Exercise task:
Please rewrite these lines with "mossy tree trunk" changed to "moss-covered trunk" and everything else kept the same. Leave the pictures out.

Records for this task:
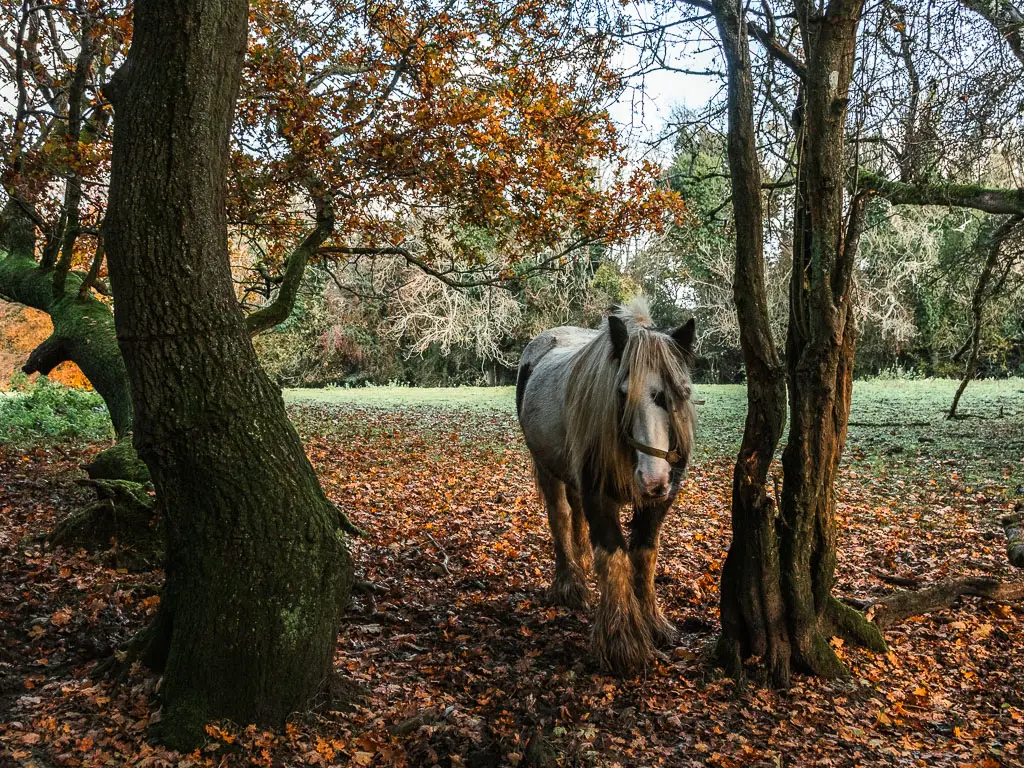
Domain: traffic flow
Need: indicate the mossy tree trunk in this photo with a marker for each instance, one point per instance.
(752, 606)
(776, 584)
(820, 345)
(83, 326)
(257, 570)
(989, 284)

Task output:
Domain: traffic flow
Need: indicate the moss-covered trunk in this photo with a marker for each instance, one point per instance.
(752, 606)
(776, 584)
(820, 345)
(83, 326)
(257, 570)
(989, 284)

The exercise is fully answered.